■ TEXT PASSAGE:
#####

When first introduced to Eastern bloc fans at an Eighties Worldcon, they called them “the black cookies.” They’re a fan favorite, but Yahoo! claims “You Will Never Look at Oreos the Same Way Again After Reading These Facts”.

To date, Oreo has over 42 million Facebooks followers. In comparison, The New York Times has 13 million.

(9) TODAY IN HISTORY

  • August 14, 1975 The Rocky Horror Picture Show premieres.

Let’s do the Time Warp again!

  • August 14, 2009 District 9 premiered on this day.

(10) COMIC SECTION.

(11) W75’S CANCELLED LARP. Jaakko Stenros and Markus Montola tell the LARP community’s side of the story in “How Worldcon Banned a Larp”.

On Friday the discussion on the topic continued in social media, where misunderstandings spread fast. For example, one tweeter wrote that the “scenario is ‘you are in an old folks home, have Alzheimer’s, and think you’re one of your RPG characters, hilarity ensues’.” Afterwards some were under the impression that “hilarity ensues” was a quote from the program description when in fact it was an interpretation of a tweeter.

However, now there were people also defending A Home for the Old on Facebook and Twitter and criticizing the actions of Worldcon. Many Nordic role-players found the statement’s tone condescending and rife with cultural imperialism — of Anglo-Americans trying to ‘civilize the natives’ by instilling their moral conventions on a subculture they clearly failed to understand.

No benefit of the doubt was given, and there was an aura of assuming that the Nordic creators had obviously not thought about the implications of their little games — simply because the usual phrases relating to identity politics were not foregrounded in the blurb. The idea that a creative work can just be cast aside, censored, with no debate, based on rather flimsy basis, was found appalling by many Nordic people deeply invested in the role-playing culture. A Home for the Old, and by extension the Nordic role-playing culture, was cast as not worthy of debate.

(Finland has the highest incidence of Alzheimer’s in the world.)

All of this is in stark contrast with the Nordic and Finnish cultural context, where larps, role-playing games, and games in general, are considered valuable works worthy of analysis, criticism, respect, and debate. Role-playing is a form of artistic expression that continues to gain momentum and respect.

(12) CRITIC. Frans Mäyrä, Professor of Information Studies and Interactive Media, esp. Digital Culture and Game Studies in the University of Tampere, Finland, took offense at the decision: “LARP: Art not worthy?”

There will be no doubt multiple reactions coming in to this from experts of this field in the future. My short comment: this is an unfortunate case of censorship, based on cultural perception of play and games as inherently trivializing or “fun-based” form of low culture. It seems that for some people, there still are strict cultural hierarchies even within the popular culture, with games at the very bottom – and that handling something sensitive with the form of role-play, for example, can be an insult. Such position completely ignores the work that has been done for decades in Nordic LARP and in digital indie “art games” (and also within the academic traditions of game studies) to expand the range of games and play for cultural expression, and to remove expectation or stigma of automatic trivialism from the interactive forms of art and culture. The organisers have obviously been pressurised by some vocal individuals, but the outcome in this case was a failure to stand up, explain the value and potential of role-playing games, and Nordic LARP in particular to an international audience, and make a difference. A sad day.

#####

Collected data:
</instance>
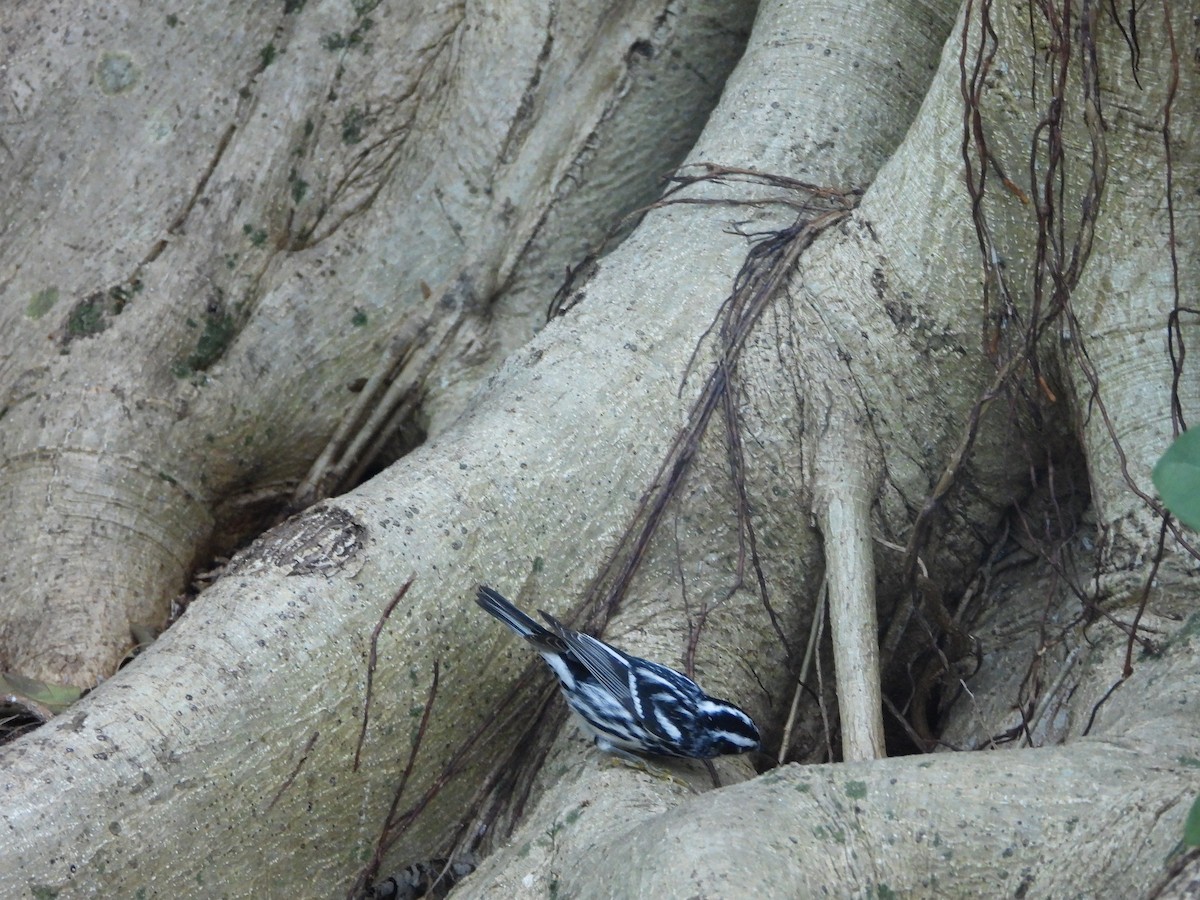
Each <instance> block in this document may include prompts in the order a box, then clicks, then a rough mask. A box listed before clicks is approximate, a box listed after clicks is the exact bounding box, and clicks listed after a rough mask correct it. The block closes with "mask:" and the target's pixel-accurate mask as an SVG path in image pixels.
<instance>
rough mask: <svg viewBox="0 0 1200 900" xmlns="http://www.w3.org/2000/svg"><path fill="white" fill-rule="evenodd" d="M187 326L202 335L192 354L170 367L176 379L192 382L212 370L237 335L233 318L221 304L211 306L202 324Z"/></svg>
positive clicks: (203, 320) (172, 372)
mask: <svg viewBox="0 0 1200 900" xmlns="http://www.w3.org/2000/svg"><path fill="white" fill-rule="evenodd" d="M187 326H188V328H194V329H199V331H200V334H199V336H198V337H197V338H196V344H194V347H193V348H192V350H191V353H188V354H187V356H185V358H184V359H182V360H180V361H178V362H175V365H173V366H172V367H170V371H172V373H173V374H174V376H175V377H176V378H191V377H193V376H196V374H198V373H200V372H205V371H208V370H209V368H211V367H212V366H214V365H216V362H217V360H220V359H221V358H222V356H223V355H224V352H226V350H227V349H229V344H230V343H232V342H233V338H234V335H236V332H238V330H236V323H235V322H234V318H233V316H230V314H229V313H228V312H226V310H224V305H223V304H222V302H220V301H215V302H212V304H210V305H209V308H208V310H206V311H205V313H204V319H203V322H196V320H194V319H188V320H187Z"/></svg>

#####

■ PARTS OF THE EXERCISE:
[a] According to the news roundup, how many Facebook followers does Oreo have?
[b] Please copy the news roundup between "When first introduced" and "(10) COMIC SECTION.", inclusive, changing "premiered" to "debuted".

■ ANSWERS TO EACH TASK:
[a] Over 42 million.

[b]
When first introduced to Eastern bloc fans at an Eighties Worldcon, they called them “the black cookies.” They’re a fan favorite, but Yahoo! claims “You Will Never Look at Oreos the Same Way Again After Reading These Facts”.

To date, Oreo has over 42 million Facebooks followers. In comparison, The New York Times has 13 million.

(9) TODAY IN HISTORY

  • August 14, 1975 The Rocky Horror Picture Show premieres.

Let’s do the Time Warp again!

  • August 14, 2009 District 9 debuted on this day.

(10) COMIC SECTION.